**SET EXERCISE:**
Swap "screenshot" for "photo" throughout the records and write all their lines out again with nothing else changed. Leave the pictures out of your answer.

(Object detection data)

# # #

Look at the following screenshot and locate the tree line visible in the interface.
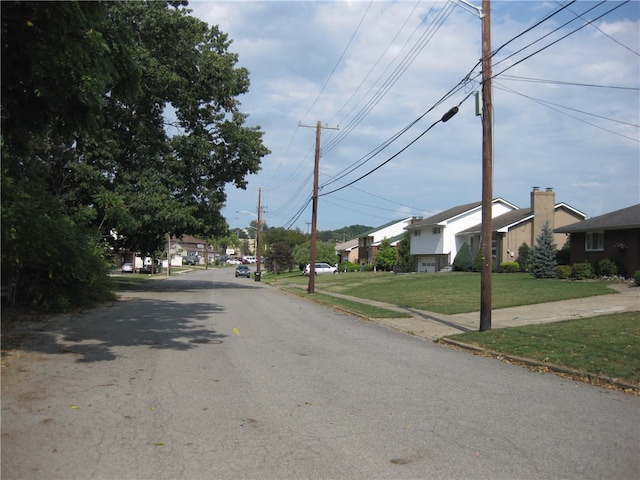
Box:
[0,1,270,310]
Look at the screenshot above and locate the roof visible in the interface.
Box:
[554,203,640,233]
[460,203,585,233]
[336,238,358,252]
[357,217,411,238]
[407,198,517,230]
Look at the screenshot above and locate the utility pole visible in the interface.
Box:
[480,0,493,332]
[298,120,338,293]
[256,188,262,277]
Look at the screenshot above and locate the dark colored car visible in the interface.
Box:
[122,263,133,273]
[140,264,160,273]
[236,265,251,278]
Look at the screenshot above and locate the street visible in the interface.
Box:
[1,268,640,479]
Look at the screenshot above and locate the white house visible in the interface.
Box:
[358,217,412,264]
[406,198,518,272]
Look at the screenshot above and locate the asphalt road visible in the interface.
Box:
[1,269,640,480]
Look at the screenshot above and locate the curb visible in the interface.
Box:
[436,337,640,395]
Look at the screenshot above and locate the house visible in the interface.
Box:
[353,217,413,265]
[458,187,587,267]
[555,204,640,277]
[171,235,214,267]
[336,238,358,264]
[407,198,518,272]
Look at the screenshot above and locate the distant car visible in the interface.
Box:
[122,263,133,273]
[140,264,160,273]
[236,265,251,278]
[302,263,338,277]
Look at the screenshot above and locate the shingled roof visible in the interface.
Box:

# # #

**RESULT FOR THIS TASK:**
Look at the following photo and locate the tree line visible in the interface.
Box:
[0,1,270,310]
Look at the photo above and locate the roof visible in the interface.
Box:
[554,203,640,233]
[460,203,585,233]
[336,238,358,252]
[357,217,411,238]
[407,198,517,230]
Look at the photo above and locate the utility pole visible in the interface.
Box:
[480,0,493,332]
[298,120,338,293]
[256,188,262,277]
Look at the photo above and locate the dark colored car visible in the interface.
Box:
[122,263,133,273]
[140,264,160,273]
[236,265,251,278]
Look at the photo above and locate the street visible in the interface.
Box:
[1,268,640,479]
Look at the photo above and locate the white house visible in the interface.
Box:
[358,217,412,264]
[406,198,518,272]
Look at the photo above and locate the asphalt road visible in the interface.
Box:
[1,269,640,480]
Look at the photo above and locate the curb visible in the interface.
Box:
[436,337,640,395]
Look at the photo above and locate the house visible in the interface.
Box:
[353,217,413,265]
[458,187,587,267]
[555,204,640,277]
[171,235,214,267]
[336,238,358,264]
[407,198,518,272]
Look at the photo above and locate the distant car visible in the interface.
Box:
[122,263,133,273]
[140,264,160,273]
[236,265,251,278]
[302,263,338,277]
Look at the photo above and locate the shingled roof visible in the interface.
Box:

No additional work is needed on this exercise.